Rewrite every line of the items below as a numbered list, leaving out any blank lines.

*** Task material ***

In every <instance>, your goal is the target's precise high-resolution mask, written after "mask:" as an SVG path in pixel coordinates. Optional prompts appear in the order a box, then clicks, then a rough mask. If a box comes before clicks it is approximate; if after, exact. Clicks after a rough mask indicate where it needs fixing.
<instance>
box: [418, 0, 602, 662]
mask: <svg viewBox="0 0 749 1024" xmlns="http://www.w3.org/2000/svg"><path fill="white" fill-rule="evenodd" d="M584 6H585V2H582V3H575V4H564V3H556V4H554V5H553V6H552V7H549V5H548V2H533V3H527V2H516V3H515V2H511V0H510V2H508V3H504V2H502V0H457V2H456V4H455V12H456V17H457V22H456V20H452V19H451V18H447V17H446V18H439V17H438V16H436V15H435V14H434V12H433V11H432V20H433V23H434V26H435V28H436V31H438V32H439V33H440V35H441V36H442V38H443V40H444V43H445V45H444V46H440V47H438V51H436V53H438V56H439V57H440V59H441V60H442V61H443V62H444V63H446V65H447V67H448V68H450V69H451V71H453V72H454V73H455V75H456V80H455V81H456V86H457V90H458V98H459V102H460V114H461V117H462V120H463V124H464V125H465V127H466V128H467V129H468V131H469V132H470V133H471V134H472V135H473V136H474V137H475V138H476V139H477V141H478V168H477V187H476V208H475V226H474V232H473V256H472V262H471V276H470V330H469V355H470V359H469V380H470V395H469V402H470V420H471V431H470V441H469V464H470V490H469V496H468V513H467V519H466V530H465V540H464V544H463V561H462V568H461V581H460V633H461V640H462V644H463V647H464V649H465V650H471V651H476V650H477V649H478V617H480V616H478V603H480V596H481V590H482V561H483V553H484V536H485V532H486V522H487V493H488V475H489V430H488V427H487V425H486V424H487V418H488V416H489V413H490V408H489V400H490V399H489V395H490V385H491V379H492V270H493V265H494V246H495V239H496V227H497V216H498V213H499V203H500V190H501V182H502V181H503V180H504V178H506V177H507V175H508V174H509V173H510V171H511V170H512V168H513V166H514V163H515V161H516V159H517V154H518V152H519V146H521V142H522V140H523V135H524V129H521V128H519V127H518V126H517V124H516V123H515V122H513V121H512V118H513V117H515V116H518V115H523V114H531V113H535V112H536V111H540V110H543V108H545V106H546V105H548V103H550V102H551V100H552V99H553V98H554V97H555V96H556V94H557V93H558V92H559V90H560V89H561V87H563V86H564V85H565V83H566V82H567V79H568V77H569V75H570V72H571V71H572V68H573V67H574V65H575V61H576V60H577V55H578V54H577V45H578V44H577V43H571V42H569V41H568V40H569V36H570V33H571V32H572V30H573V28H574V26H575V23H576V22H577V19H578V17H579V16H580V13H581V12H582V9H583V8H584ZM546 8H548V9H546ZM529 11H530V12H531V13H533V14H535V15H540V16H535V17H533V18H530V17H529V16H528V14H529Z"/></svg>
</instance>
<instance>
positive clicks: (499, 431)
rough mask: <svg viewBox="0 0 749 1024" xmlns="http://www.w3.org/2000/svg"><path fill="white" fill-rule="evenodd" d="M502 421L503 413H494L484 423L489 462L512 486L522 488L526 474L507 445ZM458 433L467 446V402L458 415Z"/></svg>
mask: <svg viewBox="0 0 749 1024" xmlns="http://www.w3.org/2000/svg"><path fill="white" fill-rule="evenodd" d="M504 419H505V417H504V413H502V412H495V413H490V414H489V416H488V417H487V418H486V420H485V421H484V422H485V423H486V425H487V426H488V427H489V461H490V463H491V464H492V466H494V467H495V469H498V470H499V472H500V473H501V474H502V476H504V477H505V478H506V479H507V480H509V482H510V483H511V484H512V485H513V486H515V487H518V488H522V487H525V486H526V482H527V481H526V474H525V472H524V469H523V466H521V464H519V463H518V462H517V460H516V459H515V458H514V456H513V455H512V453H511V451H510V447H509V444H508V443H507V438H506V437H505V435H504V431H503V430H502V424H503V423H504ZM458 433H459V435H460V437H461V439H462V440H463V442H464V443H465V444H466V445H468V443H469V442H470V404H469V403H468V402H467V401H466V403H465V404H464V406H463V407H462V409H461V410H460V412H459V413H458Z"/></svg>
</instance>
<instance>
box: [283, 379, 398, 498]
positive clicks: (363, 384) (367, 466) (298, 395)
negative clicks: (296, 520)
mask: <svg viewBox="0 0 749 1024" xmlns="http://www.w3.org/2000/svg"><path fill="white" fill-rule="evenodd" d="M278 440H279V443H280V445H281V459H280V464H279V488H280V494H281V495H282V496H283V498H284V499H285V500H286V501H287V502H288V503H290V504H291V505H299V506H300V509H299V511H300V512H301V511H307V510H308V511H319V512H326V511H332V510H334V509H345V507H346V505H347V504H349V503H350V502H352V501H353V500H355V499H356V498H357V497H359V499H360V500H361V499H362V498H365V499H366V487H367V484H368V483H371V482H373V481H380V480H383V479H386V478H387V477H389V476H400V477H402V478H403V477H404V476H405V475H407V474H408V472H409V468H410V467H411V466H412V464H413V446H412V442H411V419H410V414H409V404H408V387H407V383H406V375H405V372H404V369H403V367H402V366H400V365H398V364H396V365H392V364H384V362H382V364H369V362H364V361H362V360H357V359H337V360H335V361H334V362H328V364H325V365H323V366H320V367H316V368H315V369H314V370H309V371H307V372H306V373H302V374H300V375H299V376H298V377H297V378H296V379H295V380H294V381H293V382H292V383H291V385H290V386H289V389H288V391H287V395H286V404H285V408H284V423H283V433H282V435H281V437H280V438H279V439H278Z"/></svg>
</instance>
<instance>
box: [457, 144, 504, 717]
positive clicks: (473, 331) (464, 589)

*** End of Task material ***

● **Answer section**
1. In every <instance>, your goal is the target's precise high-resolution mask, written after "mask:" as an SVG path in pixel coordinates. Optional prompts appear in the order a box, then clicks, then a rough mask. If a box comes before clicks it is approximate; if after, exact. Clicks after a rough mask indicate where it needs fixing.
2. <instance>
3. box: [418, 0, 602, 662]
4. mask: <svg viewBox="0 0 749 1024" xmlns="http://www.w3.org/2000/svg"><path fill="white" fill-rule="evenodd" d="M584 6H585V2H582V3H575V4H564V3H556V4H554V5H553V6H552V7H549V5H548V2H533V3H527V2H516V3H515V2H511V0H510V2H508V3H504V2H502V0H457V2H456V4H455V12H456V17H457V22H456V20H452V19H451V18H447V17H446V18H439V17H438V16H436V15H435V14H434V12H433V11H432V20H433V23H434V26H435V28H436V31H438V32H439V33H440V35H441V36H442V38H443V40H444V43H445V45H444V46H440V47H438V51H436V53H438V56H439V57H440V59H441V60H442V61H443V62H444V63H446V65H447V67H448V68H450V69H451V71H453V72H454V73H455V75H456V80H455V81H456V86H457V90H458V98H459V102H460V114H461V117H462V120H463V124H464V125H465V127H466V128H467V129H468V131H469V132H470V133H471V134H472V135H473V136H474V137H475V138H476V139H477V141H478V168H477V187H476V208H475V226H474V232H473V256H472V262H471V276H470V330H469V355H470V359H469V380H470V395H469V402H470V420H471V431H470V441H469V464H470V490H469V496H468V513H467V519H466V530H465V540H464V544H463V561H462V568H461V581H460V633H461V640H462V644H463V647H464V649H465V650H471V651H476V650H477V649H478V617H480V616H478V603H480V596H481V590H482V561H483V553H484V536H485V532H486V522H487V493H488V475H489V430H488V427H487V425H486V424H487V418H488V416H489V413H490V408H489V400H490V399H489V395H490V385H491V379H492V270H493V265H494V246H495V239H496V227H497V216H498V213H499V203H500V190H501V182H502V181H503V180H504V178H506V177H507V175H508V174H509V173H510V171H511V170H512V168H513V166H514V163H515V161H516V159H517V154H518V152H519V146H521V142H522V140H523V135H524V129H521V128H519V127H518V126H517V124H516V123H515V122H513V121H512V118H513V117H515V116H518V115H523V114H531V113H535V112H536V111H540V110H543V108H545V106H546V105H548V103H550V102H551V100H552V99H553V98H554V97H555V96H556V94H557V93H558V92H559V90H560V89H561V87H563V86H564V85H565V83H566V82H567V79H568V77H569V75H570V72H571V71H572V68H573V67H574V65H575V61H576V60H577V55H578V54H577V45H578V44H577V43H571V42H569V41H568V40H569V36H570V33H571V32H572V30H573V28H574V26H575V23H576V22H577V19H578V17H579V16H580V13H581V12H582V9H583V8H584ZM546 8H548V9H546ZM529 11H530V12H531V13H533V14H535V15H540V16H535V17H533V18H530V17H529V16H528V14H529Z"/></svg>
5. </instance>
6. <instance>
7. positive clicks: (499, 431)
8. rough mask: <svg viewBox="0 0 749 1024" xmlns="http://www.w3.org/2000/svg"><path fill="white" fill-rule="evenodd" d="M502 421L503 413H494L484 423L489 462L512 486L522 488L526 474L507 445ZM458 433L467 446V402L458 415Z"/></svg>
9. mask: <svg viewBox="0 0 749 1024" xmlns="http://www.w3.org/2000/svg"><path fill="white" fill-rule="evenodd" d="M504 419H505V417H504V413H502V412H495V413H490V414H489V416H488V417H487V418H486V420H485V421H484V422H485V423H486V425H487V426H488V427H489V461H490V463H491V464H492V466H494V467H495V469H498V470H499V472H500V473H501V474H502V476H504V477H505V478H506V479H507V480H509V482H510V483H511V484H512V485H513V486H515V487H518V488H522V487H525V486H526V482H527V481H526V474H525V472H524V469H523V466H521V464H519V463H518V462H517V460H516V459H515V458H514V456H513V455H512V453H511V451H510V447H509V444H508V443H507V438H506V437H505V435H504V431H503V430H502V424H503V423H504ZM458 433H459V435H460V437H461V439H462V440H463V442H464V443H465V444H466V445H468V443H469V442H470V404H469V403H468V402H467V401H466V403H465V404H464V406H463V407H462V409H461V410H460V412H459V413H458Z"/></svg>
10. </instance>
11. <instance>
12. box: [283, 379, 398, 498]
13. positive clicks: (363, 384) (367, 466) (298, 395)
14. negative clicks: (296, 520)
15. mask: <svg viewBox="0 0 749 1024" xmlns="http://www.w3.org/2000/svg"><path fill="white" fill-rule="evenodd" d="M278 440H279V443H280V445H281V459H280V464H279V488H280V494H281V495H282V496H283V498H284V499H285V500H286V501H287V502H288V503H290V504H291V505H299V506H300V509H299V511H300V512H301V511H307V510H308V511H319V512H326V511H332V510H334V509H345V507H346V505H347V504H349V503H350V502H352V501H353V500H355V499H356V498H357V497H359V499H360V500H361V499H362V498H365V499H366V487H367V484H368V483H371V482H373V481H380V480H383V479H386V478H387V477H389V476H400V477H402V478H403V477H404V476H405V475H407V474H408V472H409V468H410V467H411V466H412V464H413V446H412V442H411V419H410V414H409V404H408V387H407V383H406V375H405V372H404V369H403V367H402V366H400V365H398V364H396V365H392V364H384V362H382V364H369V362H364V361H362V360H357V359H337V360H335V361H334V362H328V364H325V365H323V366H320V367H316V368H315V369H314V370H309V371H307V372H306V373H302V374H300V375H299V376H298V377H297V378H296V379H295V380H294V381H293V382H292V383H291V385H290V386H289V389H288V391H287V395H286V404H285V408H284V423H283V433H282V435H281V437H280V438H279V439H278Z"/></svg>
16. </instance>
17. <instance>
18. box: [457, 144, 504, 717]
19. positive clicks: (473, 331) (464, 589)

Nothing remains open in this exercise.